======== Supplied records ========
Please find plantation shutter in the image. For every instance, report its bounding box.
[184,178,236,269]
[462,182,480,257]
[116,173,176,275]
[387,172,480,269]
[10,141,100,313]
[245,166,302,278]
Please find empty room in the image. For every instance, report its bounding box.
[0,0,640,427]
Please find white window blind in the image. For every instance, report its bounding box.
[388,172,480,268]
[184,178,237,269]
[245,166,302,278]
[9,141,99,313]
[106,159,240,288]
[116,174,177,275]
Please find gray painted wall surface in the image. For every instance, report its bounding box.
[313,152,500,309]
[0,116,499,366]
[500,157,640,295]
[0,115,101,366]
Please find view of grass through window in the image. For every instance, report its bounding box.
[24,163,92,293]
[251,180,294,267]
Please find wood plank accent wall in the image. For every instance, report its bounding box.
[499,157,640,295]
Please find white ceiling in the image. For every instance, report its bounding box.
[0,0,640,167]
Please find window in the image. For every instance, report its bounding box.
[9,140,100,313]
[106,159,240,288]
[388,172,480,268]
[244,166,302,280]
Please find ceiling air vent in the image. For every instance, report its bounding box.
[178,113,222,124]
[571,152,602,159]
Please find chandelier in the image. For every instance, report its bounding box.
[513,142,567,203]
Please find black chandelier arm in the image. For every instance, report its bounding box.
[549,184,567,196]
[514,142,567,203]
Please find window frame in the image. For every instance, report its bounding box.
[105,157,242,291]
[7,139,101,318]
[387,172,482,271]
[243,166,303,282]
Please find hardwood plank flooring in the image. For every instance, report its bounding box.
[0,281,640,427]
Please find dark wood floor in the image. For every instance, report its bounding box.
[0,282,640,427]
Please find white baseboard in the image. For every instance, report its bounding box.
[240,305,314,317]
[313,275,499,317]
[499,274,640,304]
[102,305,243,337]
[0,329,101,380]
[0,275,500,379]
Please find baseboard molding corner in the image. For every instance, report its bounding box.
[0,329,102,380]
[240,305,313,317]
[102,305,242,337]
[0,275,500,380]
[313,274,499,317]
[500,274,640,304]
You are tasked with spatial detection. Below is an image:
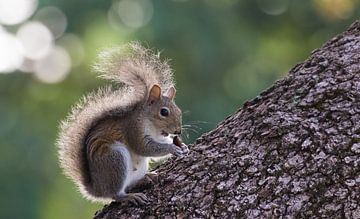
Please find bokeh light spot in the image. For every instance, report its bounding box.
[58,34,85,67]
[0,30,23,73]
[16,22,53,59]
[34,46,71,83]
[256,0,289,15]
[0,0,38,25]
[34,6,67,39]
[109,0,154,29]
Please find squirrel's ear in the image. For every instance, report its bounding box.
[165,87,176,100]
[148,84,161,103]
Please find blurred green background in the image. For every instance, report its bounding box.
[0,0,360,218]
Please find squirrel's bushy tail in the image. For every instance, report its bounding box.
[94,42,174,102]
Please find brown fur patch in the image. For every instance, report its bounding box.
[85,119,125,159]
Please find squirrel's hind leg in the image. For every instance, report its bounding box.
[88,142,131,198]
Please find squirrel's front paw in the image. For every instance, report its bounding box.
[170,143,189,157]
[114,193,149,206]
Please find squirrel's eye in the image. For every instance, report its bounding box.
[160,107,170,117]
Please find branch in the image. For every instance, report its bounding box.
[96,21,360,218]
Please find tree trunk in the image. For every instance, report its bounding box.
[96,21,360,218]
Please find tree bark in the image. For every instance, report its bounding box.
[96,21,360,218]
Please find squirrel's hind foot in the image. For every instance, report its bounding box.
[114,193,149,206]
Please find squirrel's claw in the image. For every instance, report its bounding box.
[171,144,189,157]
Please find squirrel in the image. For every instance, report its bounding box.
[57,42,189,205]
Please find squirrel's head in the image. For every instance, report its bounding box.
[145,85,182,136]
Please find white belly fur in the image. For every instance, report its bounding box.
[115,146,149,194]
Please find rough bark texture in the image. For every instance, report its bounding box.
[96,22,360,218]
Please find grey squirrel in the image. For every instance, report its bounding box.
[57,43,189,204]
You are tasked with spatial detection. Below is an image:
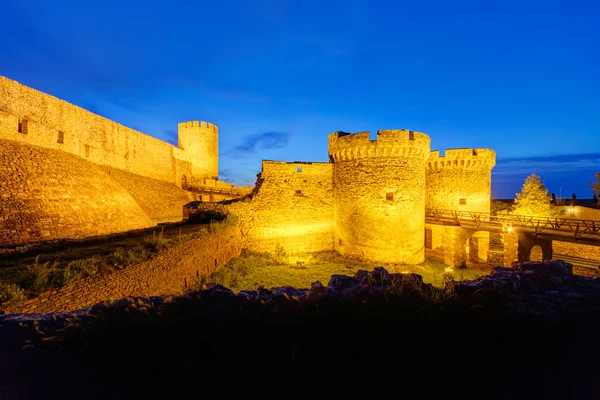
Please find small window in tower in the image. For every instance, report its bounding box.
========
Rewrite the items above so that every "instance" becomes "occurrence", keeping everything else the same and leaving out the pictures.

Please find plantation shutter in the image. For every occurrence, report its bounding box.
[184,178,236,269]
[462,182,480,257]
[116,173,176,275]
[387,172,480,269]
[10,141,100,313]
[245,166,302,278]
Please find empty room in the image. For every occurrence, report its bounding box.
[0,0,640,427]
Please find white window blind in the image. For every occurrence, report its bounding box.
[388,172,480,268]
[184,178,237,269]
[245,166,302,278]
[9,141,99,313]
[106,159,240,288]
[116,174,177,275]
Please find gray painted wall surface in the image. For every occurrence, report its bounding box.
[313,152,500,309]
[0,116,499,366]
[500,157,640,295]
[0,115,101,366]
Please find view of grass through window in the image. For every occurrence, report its bounding box.
[24,163,92,293]
[251,180,294,267]
Please find wood plank accent wall in the image. For every occurrence, report its bounding box.
[499,157,640,295]
Please find white ceiling in the image. For every occurrence, report its bounding box.
[0,0,640,167]
Please find window in the image. For every occurrence, report its bounding box.
[9,140,100,313]
[106,159,240,288]
[388,172,480,268]
[244,166,302,280]
Please find ceiling air vent in the image. For every occurrence, report its bounding box.
[178,113,222,124]
[571,152,602,159]
Please find chandelier in the image. For every occurrence, report its bounding box.
[513,142,567,203]
Please find black chandelier arm in the image. For every occurrence, report its bounding box.
[549,184,567,196]
[514,142,567,203]
Please find window frame in the image. For every occurrence, report its bounding box.
[105,157,242,291]
[7,139,101,318]
[387,172,482,271]
[243,166,303,282]
Please find hardwood plank flooring in the image. For every occurrence, report its bounding box.
[0,281,640,427]
Please find dark wood floor in the image. For every occurrence, report its bounding box.
[0,282,640,427]
Please find white baseboard in the image. For every occurrence, report its bounding box.
[240,305,314,317]
[313,275,499,317]
[499,274,640,304]
[102,305,243,337]
[0,329,101,380]
[0,275,500,379]
Please find baseboard molding corner in the image. For every occurrence, report its bounding box.
[0,329,102,380]
[240,305,313,317]
[102,305,242,337]
[0,275,500,380]
[313,274,499,317]
[500,274,640,304]
You are tasked with spatial detection. Below is an image:
Please find bokeh light spot in the image. For every occurrence, report its bounding box.
[58,34,85,67]
[0,30,23,73]
[16,22,53,59]
[34,46,71,83]
[256,0,289,15]
[0,0,38,25]
[34,6,67,39]
[109,0,154,29]
Please find squirrel's ear in the image. For every occurrence, report its bounding box.
[165,87,176,100]
[148,84,161,103]
Please find blurred green background in the image. For every occurrence, report its bounding box.
[0,0,360,218]
Please find squirrel's bushy tail in the image. For every occurrence, report its bounding box.
[94,42,174,102]
Please find brown fur patch in the image. For every occurrence, report its bounding box.
[85,119,125,159]
Please find squirrel's hind leg in the image. For every occurrence, report its bounding box.
[88,142,131,198]
Please find squirrel's front paw in the image. For every occurrence, report its bounding box.
[170,143,189,157]
[114,193,149,206]
Please find squirrel's eye in the image. For every occurrence, report its bounding box.
[160,107,170,117]
Please find branch in the image. For every occurrence, report its bounding box.
[96,21,360,218]
Please find tree trunk in the image. For every occurrence, report its bounding box.
[96,21,360,218]
Please find tree bark in the image. For every occurrence, report its bounding box.
[96,21,360,218]
Please find squirrel's hind foot in the image. For every occurrence, report its bounding box.
[114,193,149,206]
Please find squirrel's claw in the image. For every occurrence, report its bounding box.
[171,144,189,157]
Please find squirrel in the image. For every occurrence, report its bounding box.
[57,42,189,205]
Please find squirrel's head in the image. For every occurrence, report its bounding box.
[145,85,182,136]
Please find white belly fur in the image. For every occurrence, report its bounding box.
[115,146,149,194]
Please find rough bark texture in the image. For every occurrence, report its bounding box.
[96,22,360,218]
Please find grey squirrel in the image. For every occurrence, report its bounding box.
[57,43,189,204]
You are tasked with spatial detection. Below is an image:
Please find small window in tower in the image. For every occurrence, report its bounding box.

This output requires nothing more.